**DATASET EXCERPTS:**
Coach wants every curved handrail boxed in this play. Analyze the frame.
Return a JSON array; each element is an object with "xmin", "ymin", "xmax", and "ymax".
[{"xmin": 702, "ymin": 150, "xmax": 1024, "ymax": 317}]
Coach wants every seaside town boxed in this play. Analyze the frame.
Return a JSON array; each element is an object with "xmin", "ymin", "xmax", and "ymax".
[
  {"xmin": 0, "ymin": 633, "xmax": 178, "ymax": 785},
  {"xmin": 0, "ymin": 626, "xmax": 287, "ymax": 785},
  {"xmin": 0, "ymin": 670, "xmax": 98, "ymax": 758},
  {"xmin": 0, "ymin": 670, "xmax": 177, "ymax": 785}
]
==
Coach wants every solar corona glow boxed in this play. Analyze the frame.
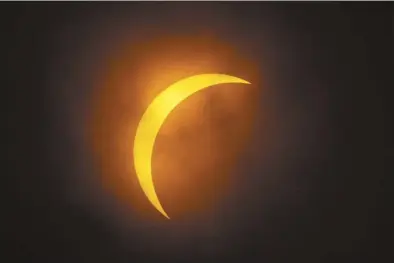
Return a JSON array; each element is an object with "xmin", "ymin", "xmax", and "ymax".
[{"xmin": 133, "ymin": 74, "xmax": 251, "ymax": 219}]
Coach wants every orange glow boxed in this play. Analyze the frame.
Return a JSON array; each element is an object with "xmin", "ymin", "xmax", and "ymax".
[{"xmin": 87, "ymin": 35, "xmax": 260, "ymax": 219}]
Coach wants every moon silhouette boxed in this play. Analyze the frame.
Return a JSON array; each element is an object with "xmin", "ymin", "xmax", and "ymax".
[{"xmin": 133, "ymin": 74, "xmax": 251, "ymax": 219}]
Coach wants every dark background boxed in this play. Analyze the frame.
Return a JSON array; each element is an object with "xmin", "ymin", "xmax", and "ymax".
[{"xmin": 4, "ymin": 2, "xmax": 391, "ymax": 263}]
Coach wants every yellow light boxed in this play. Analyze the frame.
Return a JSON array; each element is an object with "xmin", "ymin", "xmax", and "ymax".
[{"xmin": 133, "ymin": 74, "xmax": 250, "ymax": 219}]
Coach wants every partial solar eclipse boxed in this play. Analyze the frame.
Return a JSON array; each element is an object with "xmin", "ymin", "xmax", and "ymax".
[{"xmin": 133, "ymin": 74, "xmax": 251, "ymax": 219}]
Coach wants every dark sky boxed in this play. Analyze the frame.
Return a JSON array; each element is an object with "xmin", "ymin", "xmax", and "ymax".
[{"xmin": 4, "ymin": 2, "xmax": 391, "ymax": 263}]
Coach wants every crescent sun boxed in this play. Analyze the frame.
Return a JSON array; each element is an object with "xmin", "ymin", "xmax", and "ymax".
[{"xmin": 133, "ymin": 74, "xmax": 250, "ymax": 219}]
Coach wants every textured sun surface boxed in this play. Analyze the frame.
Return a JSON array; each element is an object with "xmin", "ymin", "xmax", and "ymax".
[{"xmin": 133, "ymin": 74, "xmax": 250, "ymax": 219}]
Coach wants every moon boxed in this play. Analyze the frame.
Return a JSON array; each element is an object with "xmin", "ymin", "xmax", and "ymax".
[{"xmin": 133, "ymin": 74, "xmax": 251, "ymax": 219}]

**ACTIVITY:**
Across the material above, how many lines include the word "solar"? Respond with nothing but the number.

**OUTPUT FOR THIS EXERCISE:**
2